Directions for this task:
Using the article on how well informed Americans are, answer each question briefly:
(a) In which issue of Nieman Reports did the article first appear?
(b) What share of people didn't know who McCarthy was, according to a poll taken during the McCarthy uproar?
(c) How many complaints did the Chicago editor get after he dropped "Little Orphan Annie"?

Extract:
—————

Commemorative Double Issue
What you [see] here is a collection which reflects the substance of the first 53 years of the conversation journalists have engaged in about their rights and responsibilities in the pages of Nieman Reports. At times you will find an article that opened a new argument or ended an old one. Throughout you will hear the voices of journalists committed to their work challenging colleagues to raise the standards of discovering, reporting, writing and editing the news in a context meaningful for navigation within a free society. – Bill Kovach
[This article originally appeared in the July 1961 issue of Nieman Reports.]
“Communications specialists” and working newspapermen sometimes glibly assert without a shred of proof that the American people are the best informed people in the world. This is a broad statement and one that requires support, because if true, it offers some assurance that the mass media of this country are doing a reasonably fair job. If this thesis is not true, it is time to rid ourselves of the false sense of complacency it engenders and begin to work harder to make it true.…
But at the very least one can confidently assert that the mass media are available in overwhelming proportions to the people of this republic. Never before in any other country have so many been subjected to so great a flow of words and pictures so rapidly and (in a physical sense) so efficiently. Moreover, if one is to judge by the apparent confidence with which advertising spends billions of dollars a year in the media, he must conclude that people in considerable numbers are exposed to media content.
If we admit that the media are available in unequaled volume and that the people are exposed to vast quantities, does it necessarily follow that we become best informed, or for that matter, even well informed? Elementary school teachers know that availability and exposure do not necessarily insure reception and understanding.…
During the more recent McCarthy uproar a poll showed that at least one-fourth didn’t know who he was. A good many people couldn’t identify Christian Herter, then the newly appointed Secretary of State. An equally large number either didn’t know where Formosa is, or had forgotten. The evidence seems to be ample and convincing of the sometimes appalling inability of the public to assimilate information from the media.…
The reasons why we don’t get through to the people are diverse and complex. They are to be found at the heart of the communications process. Some theories blame the media; others blame the public. Still others find both media and public at fault. Some causes are as yet undiscovered: We suspect them but can only speculate about them.
One theory (or perhaps it is no more than an educated guess) suggests that we are on the verge of becoming “newsdrunk.” Many of us, in the scramble to keep up, expose ourselves to more news than we can really hold. We become surfeited with excess verbalizations about mundane affairs. Like Wordsworth, we find the world is too much with us. Indeed, it is suspected that there may exist a saturation point in the human-news absorptive capacity beyond which we may even begin to build up resistance. At this point we engage in the practice of selective attention. We stop listening or focus attention elsewhere. Usually we seek more diverting fare. We turn slothfully to the comics and sports.
A Chicago editor one day in 1937—in a rare moment of skeptical insight—conceived an experiment which revealed the fickleness of reader habits. He scrapped his customary page one column of $3-a-word Sino-Japanese War news. The sudden disappearance of the usual war news from the Orient evoked not a single peep of protest from his half-million readers. Next day, by way of diabolical emphasis, our editor consigned “Little Orphan Annie” to the wastebasket. He was deluged by more than 1,000 complaints in letters and phone calls.

—————

Extracted information:

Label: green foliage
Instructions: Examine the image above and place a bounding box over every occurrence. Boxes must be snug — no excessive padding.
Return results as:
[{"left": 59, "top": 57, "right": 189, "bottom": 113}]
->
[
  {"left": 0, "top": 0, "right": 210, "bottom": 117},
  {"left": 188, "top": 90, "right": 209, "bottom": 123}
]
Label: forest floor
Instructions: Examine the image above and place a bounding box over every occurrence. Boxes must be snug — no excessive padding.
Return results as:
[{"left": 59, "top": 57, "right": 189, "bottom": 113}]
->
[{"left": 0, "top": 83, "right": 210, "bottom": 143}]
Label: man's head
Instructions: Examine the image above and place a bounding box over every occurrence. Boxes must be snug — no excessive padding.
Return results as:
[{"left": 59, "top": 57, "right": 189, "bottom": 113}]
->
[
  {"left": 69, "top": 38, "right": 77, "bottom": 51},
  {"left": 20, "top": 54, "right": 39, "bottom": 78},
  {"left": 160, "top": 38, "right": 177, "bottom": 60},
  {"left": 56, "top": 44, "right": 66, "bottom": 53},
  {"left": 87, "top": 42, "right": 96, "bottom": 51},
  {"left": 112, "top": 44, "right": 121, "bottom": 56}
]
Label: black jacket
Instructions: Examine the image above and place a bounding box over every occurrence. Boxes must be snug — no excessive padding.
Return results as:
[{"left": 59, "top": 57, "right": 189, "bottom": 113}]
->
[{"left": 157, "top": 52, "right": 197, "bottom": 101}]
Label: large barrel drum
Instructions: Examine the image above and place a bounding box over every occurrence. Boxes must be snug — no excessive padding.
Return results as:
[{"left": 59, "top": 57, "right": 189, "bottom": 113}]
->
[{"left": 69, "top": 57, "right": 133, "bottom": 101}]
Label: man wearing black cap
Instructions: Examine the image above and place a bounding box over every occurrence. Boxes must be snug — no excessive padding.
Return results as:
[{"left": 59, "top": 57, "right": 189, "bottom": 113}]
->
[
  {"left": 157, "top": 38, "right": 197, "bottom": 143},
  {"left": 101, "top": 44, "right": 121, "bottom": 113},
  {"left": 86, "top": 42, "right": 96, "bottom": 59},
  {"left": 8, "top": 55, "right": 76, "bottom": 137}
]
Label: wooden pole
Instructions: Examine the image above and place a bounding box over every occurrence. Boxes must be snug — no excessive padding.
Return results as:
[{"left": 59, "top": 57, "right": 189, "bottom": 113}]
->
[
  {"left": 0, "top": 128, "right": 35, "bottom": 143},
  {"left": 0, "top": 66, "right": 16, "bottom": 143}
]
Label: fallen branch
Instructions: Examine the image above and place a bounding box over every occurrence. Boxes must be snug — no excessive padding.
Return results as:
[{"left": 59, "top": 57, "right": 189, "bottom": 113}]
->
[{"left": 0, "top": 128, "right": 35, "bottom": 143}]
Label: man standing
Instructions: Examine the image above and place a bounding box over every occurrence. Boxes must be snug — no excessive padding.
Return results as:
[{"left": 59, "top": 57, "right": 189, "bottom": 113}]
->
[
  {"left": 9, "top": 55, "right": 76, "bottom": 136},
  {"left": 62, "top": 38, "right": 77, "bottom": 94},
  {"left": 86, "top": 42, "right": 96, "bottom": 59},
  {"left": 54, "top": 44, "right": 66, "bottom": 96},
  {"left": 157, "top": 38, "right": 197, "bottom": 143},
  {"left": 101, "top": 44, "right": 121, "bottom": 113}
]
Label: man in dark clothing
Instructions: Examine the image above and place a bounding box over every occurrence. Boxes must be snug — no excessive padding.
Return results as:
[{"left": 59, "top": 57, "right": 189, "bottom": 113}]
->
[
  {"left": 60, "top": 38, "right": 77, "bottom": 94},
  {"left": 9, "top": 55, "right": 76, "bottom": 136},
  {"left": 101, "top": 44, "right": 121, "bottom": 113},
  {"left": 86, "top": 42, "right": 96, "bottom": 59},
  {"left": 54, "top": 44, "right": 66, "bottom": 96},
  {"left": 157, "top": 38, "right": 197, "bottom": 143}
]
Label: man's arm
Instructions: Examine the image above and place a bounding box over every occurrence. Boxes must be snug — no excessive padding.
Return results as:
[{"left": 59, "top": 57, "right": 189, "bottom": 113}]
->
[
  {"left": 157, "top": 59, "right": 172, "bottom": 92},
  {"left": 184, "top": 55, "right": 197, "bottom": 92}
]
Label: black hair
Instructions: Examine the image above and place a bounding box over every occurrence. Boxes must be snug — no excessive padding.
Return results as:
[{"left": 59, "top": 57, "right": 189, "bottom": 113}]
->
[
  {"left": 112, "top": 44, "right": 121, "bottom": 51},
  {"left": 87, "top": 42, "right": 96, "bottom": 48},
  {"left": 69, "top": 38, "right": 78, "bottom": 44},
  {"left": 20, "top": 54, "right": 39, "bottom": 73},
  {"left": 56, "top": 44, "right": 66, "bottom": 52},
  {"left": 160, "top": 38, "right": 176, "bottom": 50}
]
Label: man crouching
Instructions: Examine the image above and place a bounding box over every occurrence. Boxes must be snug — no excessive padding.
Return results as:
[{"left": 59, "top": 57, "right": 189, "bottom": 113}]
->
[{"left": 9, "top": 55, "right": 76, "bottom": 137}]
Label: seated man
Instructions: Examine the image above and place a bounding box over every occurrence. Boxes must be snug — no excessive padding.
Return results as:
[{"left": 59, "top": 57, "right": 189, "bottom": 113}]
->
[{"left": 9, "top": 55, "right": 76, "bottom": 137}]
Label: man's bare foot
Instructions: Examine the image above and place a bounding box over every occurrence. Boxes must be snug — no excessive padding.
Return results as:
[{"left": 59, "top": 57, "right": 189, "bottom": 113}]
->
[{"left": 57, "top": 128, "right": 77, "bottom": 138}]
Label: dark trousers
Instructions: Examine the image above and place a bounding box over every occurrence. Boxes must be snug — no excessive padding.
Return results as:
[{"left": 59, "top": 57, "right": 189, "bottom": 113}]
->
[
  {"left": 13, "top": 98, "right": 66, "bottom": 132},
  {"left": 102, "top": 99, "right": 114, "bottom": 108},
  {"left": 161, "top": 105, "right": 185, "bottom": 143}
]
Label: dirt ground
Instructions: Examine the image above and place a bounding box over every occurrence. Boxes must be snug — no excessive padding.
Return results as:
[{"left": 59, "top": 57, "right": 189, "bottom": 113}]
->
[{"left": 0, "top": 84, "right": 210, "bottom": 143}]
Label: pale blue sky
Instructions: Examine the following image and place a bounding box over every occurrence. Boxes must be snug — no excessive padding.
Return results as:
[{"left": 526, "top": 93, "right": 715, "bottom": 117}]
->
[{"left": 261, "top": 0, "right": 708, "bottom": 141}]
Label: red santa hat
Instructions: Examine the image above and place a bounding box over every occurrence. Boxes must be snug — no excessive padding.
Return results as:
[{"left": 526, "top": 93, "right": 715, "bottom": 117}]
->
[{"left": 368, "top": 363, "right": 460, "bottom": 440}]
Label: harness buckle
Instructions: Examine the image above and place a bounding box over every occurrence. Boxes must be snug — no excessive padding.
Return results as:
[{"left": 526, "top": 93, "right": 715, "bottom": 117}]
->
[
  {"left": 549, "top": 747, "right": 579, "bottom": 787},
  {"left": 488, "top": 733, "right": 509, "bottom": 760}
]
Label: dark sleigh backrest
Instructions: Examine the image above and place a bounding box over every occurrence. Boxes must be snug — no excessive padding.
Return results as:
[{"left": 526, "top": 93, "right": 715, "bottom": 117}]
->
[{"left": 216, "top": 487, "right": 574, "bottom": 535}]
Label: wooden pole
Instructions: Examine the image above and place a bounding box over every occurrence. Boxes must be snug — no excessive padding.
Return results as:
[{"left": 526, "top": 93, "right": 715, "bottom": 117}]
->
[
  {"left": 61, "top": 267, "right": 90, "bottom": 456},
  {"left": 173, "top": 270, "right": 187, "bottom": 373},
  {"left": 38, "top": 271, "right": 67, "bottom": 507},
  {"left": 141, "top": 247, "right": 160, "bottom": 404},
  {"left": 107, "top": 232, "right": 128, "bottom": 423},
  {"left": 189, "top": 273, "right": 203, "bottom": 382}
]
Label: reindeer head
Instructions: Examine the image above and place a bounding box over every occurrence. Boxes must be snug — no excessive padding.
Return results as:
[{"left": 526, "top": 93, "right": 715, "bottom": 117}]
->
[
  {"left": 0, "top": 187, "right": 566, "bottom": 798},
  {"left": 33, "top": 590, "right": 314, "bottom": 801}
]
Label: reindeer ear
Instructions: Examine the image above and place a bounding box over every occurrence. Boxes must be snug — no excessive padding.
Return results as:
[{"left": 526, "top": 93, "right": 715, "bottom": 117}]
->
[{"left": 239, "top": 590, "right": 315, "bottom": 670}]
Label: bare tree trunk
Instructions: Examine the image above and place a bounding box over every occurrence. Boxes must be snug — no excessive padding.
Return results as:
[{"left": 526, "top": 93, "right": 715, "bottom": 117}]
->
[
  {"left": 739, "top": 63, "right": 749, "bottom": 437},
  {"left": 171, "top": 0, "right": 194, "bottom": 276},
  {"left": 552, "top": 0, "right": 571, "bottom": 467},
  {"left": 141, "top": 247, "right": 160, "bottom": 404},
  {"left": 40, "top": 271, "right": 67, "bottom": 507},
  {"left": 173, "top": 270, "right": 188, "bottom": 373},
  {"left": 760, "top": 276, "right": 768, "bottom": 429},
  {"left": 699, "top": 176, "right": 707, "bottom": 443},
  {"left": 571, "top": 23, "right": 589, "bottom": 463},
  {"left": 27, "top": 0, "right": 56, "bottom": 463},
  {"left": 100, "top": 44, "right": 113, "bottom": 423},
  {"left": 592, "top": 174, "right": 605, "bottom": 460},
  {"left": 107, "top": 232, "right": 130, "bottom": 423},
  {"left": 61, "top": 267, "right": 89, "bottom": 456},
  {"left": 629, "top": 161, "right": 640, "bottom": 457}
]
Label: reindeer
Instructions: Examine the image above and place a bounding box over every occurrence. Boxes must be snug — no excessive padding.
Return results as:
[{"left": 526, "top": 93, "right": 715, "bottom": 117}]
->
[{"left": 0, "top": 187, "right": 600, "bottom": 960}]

—————

Response to this exercise:
(a) The July 1961 issue.
(b) At least one-fourth.
(c) More than 1,000, in letters and phone calls.